- Directions:
What are the lines, copied exactly, from the one containing "on jersey. Return only the coordinates." through the last line of the records below, both included?
START Data extracts
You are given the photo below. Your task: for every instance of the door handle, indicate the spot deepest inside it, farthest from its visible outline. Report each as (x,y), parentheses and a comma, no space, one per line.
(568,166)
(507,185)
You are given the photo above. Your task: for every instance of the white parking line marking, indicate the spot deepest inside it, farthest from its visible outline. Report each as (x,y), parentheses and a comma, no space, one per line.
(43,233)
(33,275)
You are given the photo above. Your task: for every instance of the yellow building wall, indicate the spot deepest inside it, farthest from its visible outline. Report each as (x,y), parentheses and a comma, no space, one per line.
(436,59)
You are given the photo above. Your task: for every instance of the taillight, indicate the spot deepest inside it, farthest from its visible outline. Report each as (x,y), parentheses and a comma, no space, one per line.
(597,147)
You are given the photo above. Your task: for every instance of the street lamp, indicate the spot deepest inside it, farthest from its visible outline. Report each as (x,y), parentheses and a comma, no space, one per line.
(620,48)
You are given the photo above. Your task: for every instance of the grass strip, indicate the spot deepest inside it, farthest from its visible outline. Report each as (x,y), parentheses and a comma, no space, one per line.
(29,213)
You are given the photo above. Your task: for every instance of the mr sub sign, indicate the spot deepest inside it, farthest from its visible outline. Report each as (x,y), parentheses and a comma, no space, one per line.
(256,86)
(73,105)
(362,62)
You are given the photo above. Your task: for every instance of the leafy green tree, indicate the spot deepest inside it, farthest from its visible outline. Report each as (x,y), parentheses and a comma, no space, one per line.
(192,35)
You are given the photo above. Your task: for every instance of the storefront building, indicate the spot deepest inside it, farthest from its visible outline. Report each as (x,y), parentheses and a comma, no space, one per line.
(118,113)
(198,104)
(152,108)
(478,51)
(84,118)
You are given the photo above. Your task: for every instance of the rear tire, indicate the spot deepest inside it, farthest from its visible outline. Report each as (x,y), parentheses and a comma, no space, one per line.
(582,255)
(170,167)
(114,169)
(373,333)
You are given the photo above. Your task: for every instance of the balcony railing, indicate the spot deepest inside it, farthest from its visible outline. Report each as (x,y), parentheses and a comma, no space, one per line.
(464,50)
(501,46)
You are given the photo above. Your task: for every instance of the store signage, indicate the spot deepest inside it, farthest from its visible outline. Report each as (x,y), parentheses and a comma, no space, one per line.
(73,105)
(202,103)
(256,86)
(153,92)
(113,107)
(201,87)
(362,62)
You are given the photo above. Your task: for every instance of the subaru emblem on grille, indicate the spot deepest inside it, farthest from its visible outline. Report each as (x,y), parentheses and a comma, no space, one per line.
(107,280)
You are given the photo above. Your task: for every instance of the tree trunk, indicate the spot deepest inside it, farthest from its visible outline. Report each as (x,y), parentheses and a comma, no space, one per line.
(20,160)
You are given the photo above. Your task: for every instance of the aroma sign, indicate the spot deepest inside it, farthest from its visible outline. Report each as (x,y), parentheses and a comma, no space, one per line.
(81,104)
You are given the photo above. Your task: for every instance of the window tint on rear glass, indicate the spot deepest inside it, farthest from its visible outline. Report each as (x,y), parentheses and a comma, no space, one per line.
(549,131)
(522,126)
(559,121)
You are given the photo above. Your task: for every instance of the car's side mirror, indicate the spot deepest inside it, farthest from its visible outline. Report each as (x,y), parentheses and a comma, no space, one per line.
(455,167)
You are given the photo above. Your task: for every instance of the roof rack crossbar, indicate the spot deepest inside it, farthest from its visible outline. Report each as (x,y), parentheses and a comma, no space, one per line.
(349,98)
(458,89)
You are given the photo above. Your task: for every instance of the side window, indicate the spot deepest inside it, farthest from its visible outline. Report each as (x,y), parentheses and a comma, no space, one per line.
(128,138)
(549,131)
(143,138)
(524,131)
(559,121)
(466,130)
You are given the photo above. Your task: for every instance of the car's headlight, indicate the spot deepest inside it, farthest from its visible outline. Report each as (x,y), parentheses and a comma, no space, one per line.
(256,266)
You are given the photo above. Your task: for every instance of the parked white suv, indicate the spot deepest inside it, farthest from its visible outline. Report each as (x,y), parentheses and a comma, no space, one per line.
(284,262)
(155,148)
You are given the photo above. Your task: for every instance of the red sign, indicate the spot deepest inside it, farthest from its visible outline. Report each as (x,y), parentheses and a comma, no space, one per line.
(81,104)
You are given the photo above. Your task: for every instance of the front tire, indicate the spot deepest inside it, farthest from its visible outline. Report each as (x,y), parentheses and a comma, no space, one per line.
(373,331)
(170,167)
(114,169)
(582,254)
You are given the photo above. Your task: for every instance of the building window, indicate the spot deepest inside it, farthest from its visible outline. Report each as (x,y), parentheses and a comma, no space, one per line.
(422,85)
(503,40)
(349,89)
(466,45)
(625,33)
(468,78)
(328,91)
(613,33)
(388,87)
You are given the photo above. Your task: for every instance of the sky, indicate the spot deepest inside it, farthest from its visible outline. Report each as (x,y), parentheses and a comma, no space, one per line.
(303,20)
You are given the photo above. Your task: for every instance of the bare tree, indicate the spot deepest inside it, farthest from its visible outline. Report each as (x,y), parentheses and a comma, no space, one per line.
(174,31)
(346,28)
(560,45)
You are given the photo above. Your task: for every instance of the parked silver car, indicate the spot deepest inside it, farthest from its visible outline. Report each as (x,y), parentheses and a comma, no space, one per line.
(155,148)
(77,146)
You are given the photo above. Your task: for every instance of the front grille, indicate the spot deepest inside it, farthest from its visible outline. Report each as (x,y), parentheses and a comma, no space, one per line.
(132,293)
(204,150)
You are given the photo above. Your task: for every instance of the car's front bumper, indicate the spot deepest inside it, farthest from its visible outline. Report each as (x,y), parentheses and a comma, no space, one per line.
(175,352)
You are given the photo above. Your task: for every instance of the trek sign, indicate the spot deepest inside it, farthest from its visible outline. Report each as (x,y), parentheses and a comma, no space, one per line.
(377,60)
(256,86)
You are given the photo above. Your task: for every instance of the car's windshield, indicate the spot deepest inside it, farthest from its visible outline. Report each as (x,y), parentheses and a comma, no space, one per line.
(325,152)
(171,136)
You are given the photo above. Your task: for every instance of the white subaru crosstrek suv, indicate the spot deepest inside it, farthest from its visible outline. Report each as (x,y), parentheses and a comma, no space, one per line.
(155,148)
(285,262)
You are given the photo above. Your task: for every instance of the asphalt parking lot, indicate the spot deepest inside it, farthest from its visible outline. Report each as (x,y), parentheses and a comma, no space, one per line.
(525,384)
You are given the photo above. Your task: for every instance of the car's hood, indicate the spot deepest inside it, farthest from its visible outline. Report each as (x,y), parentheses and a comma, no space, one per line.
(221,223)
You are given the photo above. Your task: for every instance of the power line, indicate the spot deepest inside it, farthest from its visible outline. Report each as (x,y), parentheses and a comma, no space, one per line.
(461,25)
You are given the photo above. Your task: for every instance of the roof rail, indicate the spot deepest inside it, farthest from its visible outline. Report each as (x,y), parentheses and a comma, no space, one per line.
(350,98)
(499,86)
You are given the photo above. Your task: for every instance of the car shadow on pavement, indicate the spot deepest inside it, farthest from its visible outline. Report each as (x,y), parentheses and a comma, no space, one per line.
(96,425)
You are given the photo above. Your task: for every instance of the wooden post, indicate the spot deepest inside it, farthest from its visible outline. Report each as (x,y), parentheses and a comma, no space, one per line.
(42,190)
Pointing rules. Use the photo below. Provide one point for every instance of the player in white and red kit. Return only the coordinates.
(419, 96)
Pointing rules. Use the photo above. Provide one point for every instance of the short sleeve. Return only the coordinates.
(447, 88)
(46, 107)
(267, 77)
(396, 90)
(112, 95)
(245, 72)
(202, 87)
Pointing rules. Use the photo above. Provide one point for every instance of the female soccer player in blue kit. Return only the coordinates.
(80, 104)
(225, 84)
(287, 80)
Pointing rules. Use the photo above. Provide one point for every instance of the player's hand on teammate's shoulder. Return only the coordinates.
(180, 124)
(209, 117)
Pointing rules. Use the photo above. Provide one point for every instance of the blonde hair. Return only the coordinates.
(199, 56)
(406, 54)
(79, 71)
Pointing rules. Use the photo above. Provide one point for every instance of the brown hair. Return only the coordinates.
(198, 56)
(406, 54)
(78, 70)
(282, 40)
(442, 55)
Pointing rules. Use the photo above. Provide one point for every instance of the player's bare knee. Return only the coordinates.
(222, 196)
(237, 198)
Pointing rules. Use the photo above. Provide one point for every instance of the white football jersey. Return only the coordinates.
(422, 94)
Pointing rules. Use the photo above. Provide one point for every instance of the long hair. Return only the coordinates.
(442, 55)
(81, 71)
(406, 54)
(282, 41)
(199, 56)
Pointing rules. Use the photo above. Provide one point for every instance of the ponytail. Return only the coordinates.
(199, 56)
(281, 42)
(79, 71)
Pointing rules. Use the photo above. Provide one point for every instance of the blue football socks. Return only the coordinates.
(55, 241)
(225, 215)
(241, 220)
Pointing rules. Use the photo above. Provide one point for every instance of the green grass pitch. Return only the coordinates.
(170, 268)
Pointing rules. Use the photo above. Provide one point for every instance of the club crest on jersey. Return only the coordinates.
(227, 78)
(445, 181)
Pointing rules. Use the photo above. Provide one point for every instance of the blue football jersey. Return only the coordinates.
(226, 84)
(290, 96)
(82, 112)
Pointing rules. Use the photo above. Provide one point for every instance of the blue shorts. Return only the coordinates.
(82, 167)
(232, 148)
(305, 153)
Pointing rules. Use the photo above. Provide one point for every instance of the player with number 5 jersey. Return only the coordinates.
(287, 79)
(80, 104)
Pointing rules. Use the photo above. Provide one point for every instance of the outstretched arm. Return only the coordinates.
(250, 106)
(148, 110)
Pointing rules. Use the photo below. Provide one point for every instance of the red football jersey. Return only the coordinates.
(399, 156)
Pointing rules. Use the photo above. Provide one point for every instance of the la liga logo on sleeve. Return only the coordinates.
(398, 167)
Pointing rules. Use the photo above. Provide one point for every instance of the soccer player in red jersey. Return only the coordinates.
END Data extracts
- Answer below:
Pointing rules. Use the photo above. Provide one point for every instance of the club crest on jersey. Return only the coordinates.
(227, 78)
(445, 181)
Pointing rules. Use the photo above. Provide one point for every instance of the blue football jersey. Return only the coordinates.
(226, 84)
(290, 96)
(82, 112)
Pointing rules. Use the photo above. Provide one point for every instance of the blue shorts. Return only the coordinates.
(82, 167)
(232, 148)
(305, 153)
Pointing rules. Use the photo above. Provide one point for every instance of the player with number 5 jersey. Return only the coordinates.
(287, 79)
(80, 104)
Pointing rules. Use the photo above. Provide one point for every instance of the outstretched arm. Return only the coordinates.
(250, 106)
(148, 110)
Pointing rules. Use the photo below. Provide one point for every instance of the red football jersey. Return only the coordinates.
(399, 156)
Pointing rules. Use the photo above. Provide one point for every instance of the la liga logo on sleeve. Return only the coordinates.
(398, 167)
Pointing rules. Use the photo above. Provide one point for every instance of the soccer player in red jersey. Return only the coordinates.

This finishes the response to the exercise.